§ Records to process

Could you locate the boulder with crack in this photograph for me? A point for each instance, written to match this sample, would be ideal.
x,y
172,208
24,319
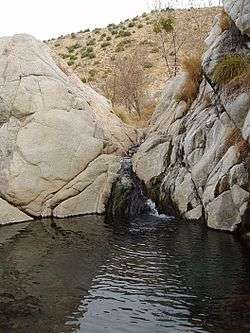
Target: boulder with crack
x,y
196,158
60,143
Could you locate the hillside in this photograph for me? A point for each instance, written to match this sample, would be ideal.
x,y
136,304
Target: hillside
x,y
90,53
93,54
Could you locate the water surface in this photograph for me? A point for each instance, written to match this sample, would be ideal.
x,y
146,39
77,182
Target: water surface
x,y
159,275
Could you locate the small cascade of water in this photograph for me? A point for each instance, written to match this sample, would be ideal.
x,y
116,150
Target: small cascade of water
x,y
154,212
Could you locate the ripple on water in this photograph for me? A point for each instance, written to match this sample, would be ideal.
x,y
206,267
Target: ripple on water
x,y
79,276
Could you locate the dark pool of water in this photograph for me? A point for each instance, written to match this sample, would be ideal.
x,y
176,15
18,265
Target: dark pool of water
x,y
78,275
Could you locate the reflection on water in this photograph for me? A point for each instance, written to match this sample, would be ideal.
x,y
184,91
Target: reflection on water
x,y
77,275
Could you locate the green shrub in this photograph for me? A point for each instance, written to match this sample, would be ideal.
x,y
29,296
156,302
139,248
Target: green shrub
x,y
92,72
119,48
64,56
124,33
89,49
105,44
191,65
148,65
96,30
91,42
154,50
164,23
225,21
73,47
91,55
232,68
73,57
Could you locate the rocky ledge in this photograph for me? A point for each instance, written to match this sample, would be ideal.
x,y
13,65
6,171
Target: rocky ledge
x,y
196,156
60,143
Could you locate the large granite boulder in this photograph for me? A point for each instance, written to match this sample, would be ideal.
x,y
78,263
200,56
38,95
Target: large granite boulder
x,y
60,143
239,11
196,158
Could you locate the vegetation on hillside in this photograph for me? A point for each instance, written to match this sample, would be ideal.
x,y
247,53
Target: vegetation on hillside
x,y
162,37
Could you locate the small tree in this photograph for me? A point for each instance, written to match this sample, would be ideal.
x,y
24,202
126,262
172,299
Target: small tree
x,y
126,84
169,41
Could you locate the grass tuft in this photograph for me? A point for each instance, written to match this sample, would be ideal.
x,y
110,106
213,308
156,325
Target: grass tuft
x,y
233,70
191,65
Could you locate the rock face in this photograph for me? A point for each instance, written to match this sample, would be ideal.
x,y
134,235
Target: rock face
x,y
196,159
60,144
239,11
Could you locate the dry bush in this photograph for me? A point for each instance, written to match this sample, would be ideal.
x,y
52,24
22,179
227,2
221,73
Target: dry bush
x,y
191,65
127,82
225,21
233,70
168,37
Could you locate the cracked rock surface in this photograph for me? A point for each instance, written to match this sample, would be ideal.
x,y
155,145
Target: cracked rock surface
x,y
60,143
196,159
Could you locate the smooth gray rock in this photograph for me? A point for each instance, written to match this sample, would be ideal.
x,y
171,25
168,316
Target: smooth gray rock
x,y
55,134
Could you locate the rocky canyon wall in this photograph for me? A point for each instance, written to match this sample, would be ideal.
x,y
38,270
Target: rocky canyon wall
x,y
196,158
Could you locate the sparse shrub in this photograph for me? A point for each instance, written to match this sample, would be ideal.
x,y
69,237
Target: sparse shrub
x,y
91,55
154,50
169,40
92,72
70,62
124,33
91,42
191,65
119,48
64,56
96,30
105,44
73,47
148,65
233,70
225,21
164,23
125,86
73,57
89,49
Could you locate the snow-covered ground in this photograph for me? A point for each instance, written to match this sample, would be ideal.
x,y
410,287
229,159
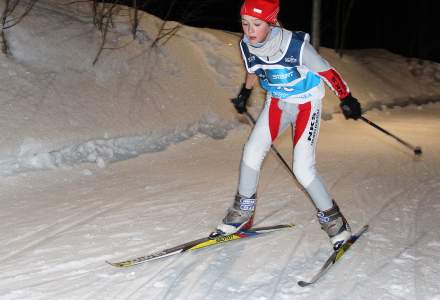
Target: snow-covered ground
x,y
111,162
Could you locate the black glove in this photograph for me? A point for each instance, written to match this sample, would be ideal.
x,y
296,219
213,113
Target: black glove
x,y
351,108
241,100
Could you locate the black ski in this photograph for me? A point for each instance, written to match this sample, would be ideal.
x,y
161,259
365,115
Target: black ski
x,y
336,255
198,244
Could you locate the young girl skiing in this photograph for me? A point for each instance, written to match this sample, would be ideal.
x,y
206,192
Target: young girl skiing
x,y
292,73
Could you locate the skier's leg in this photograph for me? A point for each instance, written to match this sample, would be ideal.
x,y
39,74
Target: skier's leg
x,y
305,139
268,126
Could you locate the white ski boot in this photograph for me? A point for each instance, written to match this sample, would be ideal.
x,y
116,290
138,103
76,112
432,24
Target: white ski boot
x,y
335,225
239,217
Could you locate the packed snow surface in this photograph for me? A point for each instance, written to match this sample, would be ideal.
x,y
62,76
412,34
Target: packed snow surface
x,y
141,152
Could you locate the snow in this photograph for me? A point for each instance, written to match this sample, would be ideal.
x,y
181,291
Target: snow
x,y
141,151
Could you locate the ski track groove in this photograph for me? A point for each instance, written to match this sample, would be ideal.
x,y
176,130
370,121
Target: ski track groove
x,y
63,228
286,265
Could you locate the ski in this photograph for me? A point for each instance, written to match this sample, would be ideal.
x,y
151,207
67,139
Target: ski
x,y
334,257
198,244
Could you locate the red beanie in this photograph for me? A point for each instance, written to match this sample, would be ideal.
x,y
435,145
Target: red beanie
x,y
266,10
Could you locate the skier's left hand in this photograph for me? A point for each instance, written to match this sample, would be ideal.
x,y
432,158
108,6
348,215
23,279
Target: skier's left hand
x,y
351,108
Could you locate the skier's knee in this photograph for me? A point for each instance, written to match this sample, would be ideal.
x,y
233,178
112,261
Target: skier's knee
x,y
304,174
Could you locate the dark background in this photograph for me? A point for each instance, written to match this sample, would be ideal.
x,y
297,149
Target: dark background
x,y
409,28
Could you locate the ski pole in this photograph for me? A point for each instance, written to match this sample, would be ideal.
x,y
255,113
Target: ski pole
x,y
274,149
417,150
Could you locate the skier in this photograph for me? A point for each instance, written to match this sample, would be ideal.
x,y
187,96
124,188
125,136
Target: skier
x,y
292,73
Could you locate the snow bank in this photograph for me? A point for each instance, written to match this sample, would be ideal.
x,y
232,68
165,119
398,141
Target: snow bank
x,y
59,108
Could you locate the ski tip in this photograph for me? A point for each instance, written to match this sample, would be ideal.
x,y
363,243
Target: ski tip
x,y
120,264
303,283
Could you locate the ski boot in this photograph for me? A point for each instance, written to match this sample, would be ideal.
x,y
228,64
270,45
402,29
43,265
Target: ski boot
x,y
335,225
239,217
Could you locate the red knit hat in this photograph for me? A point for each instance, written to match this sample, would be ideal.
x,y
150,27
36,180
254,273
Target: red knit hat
x,y
266,10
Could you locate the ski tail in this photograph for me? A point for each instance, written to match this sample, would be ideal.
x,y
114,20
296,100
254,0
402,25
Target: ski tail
x,y
334,257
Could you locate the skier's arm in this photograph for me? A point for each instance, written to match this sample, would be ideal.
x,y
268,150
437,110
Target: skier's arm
x,y
350,106
241,100
250,81
315,62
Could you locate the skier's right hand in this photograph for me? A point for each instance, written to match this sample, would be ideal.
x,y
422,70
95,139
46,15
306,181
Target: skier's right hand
x,y
241,100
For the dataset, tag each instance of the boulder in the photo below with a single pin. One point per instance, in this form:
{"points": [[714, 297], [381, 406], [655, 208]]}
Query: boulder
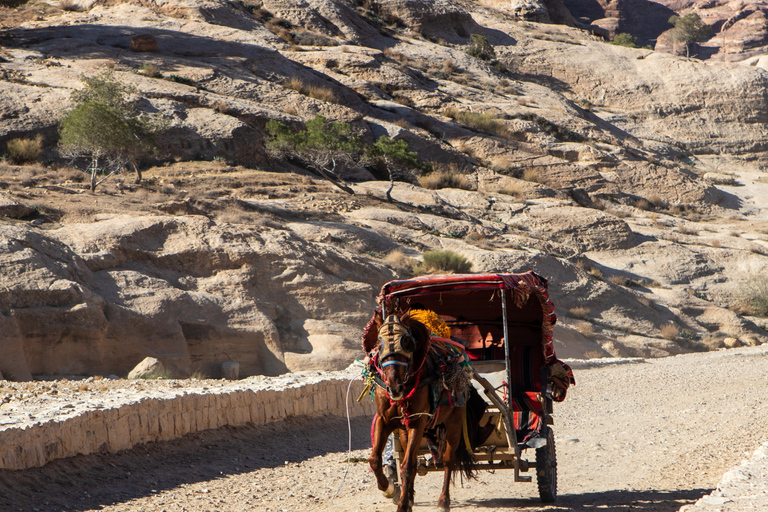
{"points": [[9, 207], [147, 367], [230, 370], [143, 43], [582, 228]]}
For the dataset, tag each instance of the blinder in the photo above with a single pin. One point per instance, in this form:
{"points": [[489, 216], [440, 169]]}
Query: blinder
{"points": [[395, 339]]}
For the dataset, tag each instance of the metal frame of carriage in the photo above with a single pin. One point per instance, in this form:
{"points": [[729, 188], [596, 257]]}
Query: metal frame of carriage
{"points": [[469, 304]]}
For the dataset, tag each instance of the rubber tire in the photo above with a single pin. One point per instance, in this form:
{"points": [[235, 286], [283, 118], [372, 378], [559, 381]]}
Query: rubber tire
{"points": [[546, 469]]}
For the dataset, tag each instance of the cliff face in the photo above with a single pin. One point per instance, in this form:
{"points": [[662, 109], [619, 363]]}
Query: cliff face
{"points": [[600, 162], [739, 29]]}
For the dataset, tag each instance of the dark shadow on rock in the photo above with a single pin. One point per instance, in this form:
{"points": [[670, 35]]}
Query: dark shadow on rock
{"points": [[90, 482], [607, 501]]}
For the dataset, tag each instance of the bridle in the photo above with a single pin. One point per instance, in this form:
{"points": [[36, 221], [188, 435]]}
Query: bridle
{"points": [[395, 338]]}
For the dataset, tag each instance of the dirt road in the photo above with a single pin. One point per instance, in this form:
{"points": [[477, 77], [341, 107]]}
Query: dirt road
{"points": [[651, 436]]}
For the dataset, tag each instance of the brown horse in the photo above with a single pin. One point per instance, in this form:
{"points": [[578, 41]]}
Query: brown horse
{"points": [[403, 402]]}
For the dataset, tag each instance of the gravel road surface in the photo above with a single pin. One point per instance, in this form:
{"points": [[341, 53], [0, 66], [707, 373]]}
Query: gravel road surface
{"points": [[648, 436]]}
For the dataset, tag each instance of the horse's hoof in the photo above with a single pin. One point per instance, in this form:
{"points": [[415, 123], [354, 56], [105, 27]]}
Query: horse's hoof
{"points": [[391, 491]]}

§ Task statement
What are the lines above from the one with "Query: boulder" to the one with "For the dataset, tag each instance of the rubber", both included? Reproduce them exactly, without pictures.

§ Written solution
Query: boulder
{"points": [[9, 207], [147, 367], [230, 370], [143, 43], [582, 228]]}
For the dataset, tag each instance of the blinder in the photo above with a single pin. One point per instance, in this form:
{"points": [[489, 216], [440, 169]]}
Query: blinder
{"points": [[395, 339]]}
For the dataset, tag each instance of the metal frame of carriage in the photo above with a single pin. One point per instance, in this form:
{"points": [[729, 188], [596, 257]]}
Query: metal frame of carriage
{"points": [[469, 304]]}
For the dataset, tag each instance of the rubber tire in the photo above with a single pin. One point per instance, in this form:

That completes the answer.